§ DÉFI 1
Extrayez mot pour mot le passage du texte sur Joséphine Baker à Paris, depuis « Le grand moment » jusqu'à « secoua en souriant. » inclus.
§ DÉFI 2
Dans le texte sur Joséphine Baker à Paris, que trouve-t-on pour chacune de ces questions ?
(a) À quelle date eut lieu la première de la Revue Nègre ?
(b) Qu'est-ce qui était en vente libre dans les rues, d'après la première impression de Joséphine ?
(c) Que portait Baker autour du cou pendant la Danse Sauvage ?
§ DÉFI 3
Pouvez-vous poursuivre le texte sur Joséphine Baker et la Revue Nègre à partir de sa dernière phrase ?

--- PAGE ---

La première impression de Joséphine sur son arrivée à Paris, qui a dû être la même pour ses amis noirs américains, fut la liberté de mœurs en pleine rue : des hommes et des femmes pouvaient s’embrasser, des photos de femmes nues étaient en vente libre.
La première de la Revue Nègre eut lieu le 2 octobre 1925. La salle était pleine à craquer. On distingua dans l’auditoire Robert Desnos, Picabia et Blaise Cendrars.
Le grand moment du spectacle vint avec la Danse Sauvage, danse d’accouplement primitive. Baker, seins nus, portait une ceinture de plumes sur une culotte de satin, et un col de plumes autour du cou. Son partenaire la portait sur son dos. Renversée sur le dos, Baker agitait les jambes. Lorsqu’il la déposa, elle se lança dans une combinaison de divers mouvements évoquant la danse du ventre. Pour le public, cette danse était à deux doigts de l’obscène. Et, tout à coup, Joséphine leva les bras au-dessus de la tête et se secoua en souriant.

--- ENTRÉES FOURNIES ---

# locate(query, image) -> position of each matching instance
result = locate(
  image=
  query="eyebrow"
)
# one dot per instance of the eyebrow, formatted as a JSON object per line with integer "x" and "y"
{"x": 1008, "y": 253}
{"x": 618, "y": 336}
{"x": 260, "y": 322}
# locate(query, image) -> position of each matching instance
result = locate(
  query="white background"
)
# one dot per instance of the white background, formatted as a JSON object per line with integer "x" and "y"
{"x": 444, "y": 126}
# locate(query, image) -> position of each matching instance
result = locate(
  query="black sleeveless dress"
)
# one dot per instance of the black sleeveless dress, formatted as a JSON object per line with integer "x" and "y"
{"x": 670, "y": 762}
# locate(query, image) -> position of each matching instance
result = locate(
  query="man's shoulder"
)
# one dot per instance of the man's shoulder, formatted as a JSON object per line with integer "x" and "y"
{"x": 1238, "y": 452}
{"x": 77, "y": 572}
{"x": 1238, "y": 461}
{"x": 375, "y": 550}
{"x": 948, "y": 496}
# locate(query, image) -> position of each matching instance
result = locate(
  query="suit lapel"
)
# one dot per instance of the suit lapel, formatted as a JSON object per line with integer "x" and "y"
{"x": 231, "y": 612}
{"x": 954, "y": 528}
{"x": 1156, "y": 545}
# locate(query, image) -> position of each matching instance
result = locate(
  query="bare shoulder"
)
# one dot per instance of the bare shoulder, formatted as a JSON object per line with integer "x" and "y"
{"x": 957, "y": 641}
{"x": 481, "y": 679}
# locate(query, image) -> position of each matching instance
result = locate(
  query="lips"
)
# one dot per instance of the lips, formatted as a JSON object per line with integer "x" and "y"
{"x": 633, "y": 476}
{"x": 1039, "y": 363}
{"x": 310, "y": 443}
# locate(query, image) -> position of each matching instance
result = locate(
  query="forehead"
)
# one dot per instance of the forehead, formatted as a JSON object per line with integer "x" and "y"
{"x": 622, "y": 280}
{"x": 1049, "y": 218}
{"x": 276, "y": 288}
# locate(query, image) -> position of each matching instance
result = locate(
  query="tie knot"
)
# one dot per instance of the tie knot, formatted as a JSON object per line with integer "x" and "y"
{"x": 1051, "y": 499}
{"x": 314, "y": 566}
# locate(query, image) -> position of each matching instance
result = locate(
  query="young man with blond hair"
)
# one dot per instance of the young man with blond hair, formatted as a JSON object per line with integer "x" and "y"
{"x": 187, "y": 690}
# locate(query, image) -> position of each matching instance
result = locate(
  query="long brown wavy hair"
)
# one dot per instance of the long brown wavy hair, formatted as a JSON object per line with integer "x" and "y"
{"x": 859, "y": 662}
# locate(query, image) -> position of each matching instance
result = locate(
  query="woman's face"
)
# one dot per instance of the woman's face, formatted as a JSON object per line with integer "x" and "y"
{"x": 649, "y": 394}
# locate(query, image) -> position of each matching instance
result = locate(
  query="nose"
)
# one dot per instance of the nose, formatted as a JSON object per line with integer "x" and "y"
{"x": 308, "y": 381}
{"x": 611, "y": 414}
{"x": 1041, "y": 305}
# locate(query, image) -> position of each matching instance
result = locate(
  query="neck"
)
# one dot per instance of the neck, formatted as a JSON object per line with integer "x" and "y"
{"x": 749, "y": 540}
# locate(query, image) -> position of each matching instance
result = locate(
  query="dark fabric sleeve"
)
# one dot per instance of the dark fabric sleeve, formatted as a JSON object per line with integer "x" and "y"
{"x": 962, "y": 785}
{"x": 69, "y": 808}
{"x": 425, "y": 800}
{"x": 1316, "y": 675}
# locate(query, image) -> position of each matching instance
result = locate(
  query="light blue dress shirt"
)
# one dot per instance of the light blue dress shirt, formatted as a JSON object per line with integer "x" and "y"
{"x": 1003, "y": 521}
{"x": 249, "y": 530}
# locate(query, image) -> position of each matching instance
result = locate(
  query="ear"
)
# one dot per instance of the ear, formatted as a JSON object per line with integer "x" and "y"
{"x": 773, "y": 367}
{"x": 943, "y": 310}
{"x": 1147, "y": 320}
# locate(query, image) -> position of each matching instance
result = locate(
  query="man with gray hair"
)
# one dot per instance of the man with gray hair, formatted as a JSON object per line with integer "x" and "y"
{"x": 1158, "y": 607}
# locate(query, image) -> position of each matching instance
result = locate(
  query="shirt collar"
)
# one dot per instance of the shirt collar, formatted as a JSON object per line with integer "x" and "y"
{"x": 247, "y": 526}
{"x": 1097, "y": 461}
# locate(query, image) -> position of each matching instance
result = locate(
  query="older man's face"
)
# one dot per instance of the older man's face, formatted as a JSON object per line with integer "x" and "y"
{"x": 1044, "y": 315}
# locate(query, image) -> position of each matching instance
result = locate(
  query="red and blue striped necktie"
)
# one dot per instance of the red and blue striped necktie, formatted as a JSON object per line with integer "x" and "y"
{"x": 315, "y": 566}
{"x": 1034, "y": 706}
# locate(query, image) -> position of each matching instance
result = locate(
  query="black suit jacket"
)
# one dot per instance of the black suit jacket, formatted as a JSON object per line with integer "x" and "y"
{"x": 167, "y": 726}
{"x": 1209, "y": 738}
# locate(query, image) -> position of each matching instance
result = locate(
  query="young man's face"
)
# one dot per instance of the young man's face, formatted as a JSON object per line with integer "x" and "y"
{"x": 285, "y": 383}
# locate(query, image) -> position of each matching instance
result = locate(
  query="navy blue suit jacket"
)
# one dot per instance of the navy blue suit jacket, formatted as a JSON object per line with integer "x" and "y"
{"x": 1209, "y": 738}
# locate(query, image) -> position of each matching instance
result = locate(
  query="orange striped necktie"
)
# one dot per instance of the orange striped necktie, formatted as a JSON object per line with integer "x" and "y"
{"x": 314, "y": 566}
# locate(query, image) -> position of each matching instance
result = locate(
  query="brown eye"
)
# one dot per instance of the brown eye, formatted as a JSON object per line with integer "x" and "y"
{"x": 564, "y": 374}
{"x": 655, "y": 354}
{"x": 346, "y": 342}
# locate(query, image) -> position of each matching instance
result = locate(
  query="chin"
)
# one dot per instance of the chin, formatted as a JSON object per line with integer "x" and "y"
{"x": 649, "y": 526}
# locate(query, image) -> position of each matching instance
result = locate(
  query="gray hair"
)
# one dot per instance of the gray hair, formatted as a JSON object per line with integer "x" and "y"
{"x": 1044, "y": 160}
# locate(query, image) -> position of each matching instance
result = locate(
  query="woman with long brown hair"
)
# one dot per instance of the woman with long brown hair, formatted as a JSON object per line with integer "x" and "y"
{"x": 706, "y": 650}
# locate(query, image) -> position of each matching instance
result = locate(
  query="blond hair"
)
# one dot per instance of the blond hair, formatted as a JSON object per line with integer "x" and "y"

---
--- ENTRÉES FOURNIES ---

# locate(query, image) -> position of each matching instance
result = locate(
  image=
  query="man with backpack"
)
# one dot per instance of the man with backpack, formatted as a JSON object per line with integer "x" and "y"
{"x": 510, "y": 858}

---
--- ENTRÉES FOURNIES ---

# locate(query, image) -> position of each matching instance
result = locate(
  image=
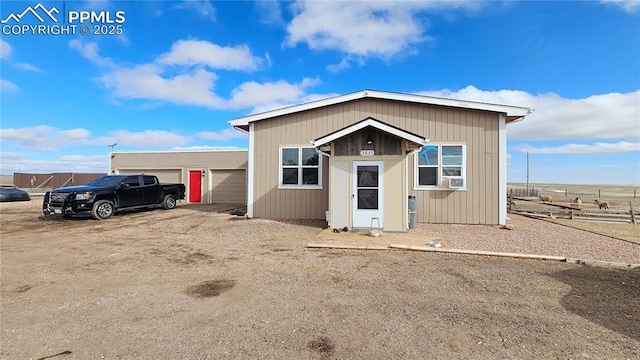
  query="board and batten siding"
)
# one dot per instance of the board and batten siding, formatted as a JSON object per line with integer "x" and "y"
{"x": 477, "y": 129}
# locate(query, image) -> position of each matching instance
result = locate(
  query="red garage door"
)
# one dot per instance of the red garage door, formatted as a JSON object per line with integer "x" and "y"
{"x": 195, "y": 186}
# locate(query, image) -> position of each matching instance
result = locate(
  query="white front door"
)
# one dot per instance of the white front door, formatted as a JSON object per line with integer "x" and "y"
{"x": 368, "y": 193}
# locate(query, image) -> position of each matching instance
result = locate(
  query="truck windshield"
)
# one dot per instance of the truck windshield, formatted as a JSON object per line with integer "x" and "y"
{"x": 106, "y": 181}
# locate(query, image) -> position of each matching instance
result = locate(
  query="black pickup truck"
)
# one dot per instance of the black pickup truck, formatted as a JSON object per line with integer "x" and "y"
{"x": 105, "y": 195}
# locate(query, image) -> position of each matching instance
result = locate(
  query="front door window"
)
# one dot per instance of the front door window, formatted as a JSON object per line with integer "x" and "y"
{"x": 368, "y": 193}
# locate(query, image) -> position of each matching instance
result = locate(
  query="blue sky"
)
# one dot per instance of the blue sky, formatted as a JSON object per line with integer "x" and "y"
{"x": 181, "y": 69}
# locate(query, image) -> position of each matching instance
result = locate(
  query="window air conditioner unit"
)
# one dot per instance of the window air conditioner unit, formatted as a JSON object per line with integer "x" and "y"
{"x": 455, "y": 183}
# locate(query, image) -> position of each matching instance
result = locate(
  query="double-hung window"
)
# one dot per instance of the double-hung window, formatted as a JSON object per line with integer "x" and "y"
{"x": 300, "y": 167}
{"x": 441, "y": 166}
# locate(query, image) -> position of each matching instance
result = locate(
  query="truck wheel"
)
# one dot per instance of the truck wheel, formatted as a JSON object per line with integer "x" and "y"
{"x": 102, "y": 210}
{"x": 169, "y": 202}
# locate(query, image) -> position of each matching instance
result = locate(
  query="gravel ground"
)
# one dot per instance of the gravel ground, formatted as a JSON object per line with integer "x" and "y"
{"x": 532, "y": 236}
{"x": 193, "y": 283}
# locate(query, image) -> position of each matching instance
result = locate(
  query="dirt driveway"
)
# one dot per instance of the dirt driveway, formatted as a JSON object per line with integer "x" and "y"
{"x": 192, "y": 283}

---

§ RÉSULTAT 1
Le grand moment du spectacle vint avec la Danse Sauvage, danse d’accouplement primitive. Baker, seins nus, portait une ceinture de plumes sur une culotte de satin, et un col de plumes autour du cou. Son partenaire la portait sur son dos. Renversée sur le dos, Baker agitait les jambes. Lorsqu’il la déposa, elle se lança dans une combinaison de divers mouvements évoquant la danse du ventre. Pour le public, cette danse était à deux doigts de l’obscène. Et, tout à coup, Joséphine leva les bras au-dessus de la tête et se secoua en souriant.

§ RÉSULTAT 2
(a) Le 2 octobre 1925.
(b) Des photos de femmes nues.
(c) Un col de plumes.

§ RÉSULTAT 3
Choqués, certains spectateurs se mirent à siffler, et quelques-uns quittèrent la salle. D’autres applaudirent pour ce clou du programme. La Revue Nègre était devenue l’événement artistique de l’année 1925. Il n’était question que de Joséphine. Les critiques allaient s’emparer du spectacle.
Joséphine n’hésita pas à s’approprier le rôle de libératrice de son sexe. Par ses attitudes résolument modernes, elle a contribué à accélérer cette révolution en la portant comme un symbole. Dans le Paris des années vingt, le nom de Joséphine est synonyme de liberté. Avec ses petits seins, ses hanches dénudées, ses cheveux noirs coupés courts et collés à la gomina, Joséphine incarnait un grand nombre de tendances, goûts et aspirations de l’époque.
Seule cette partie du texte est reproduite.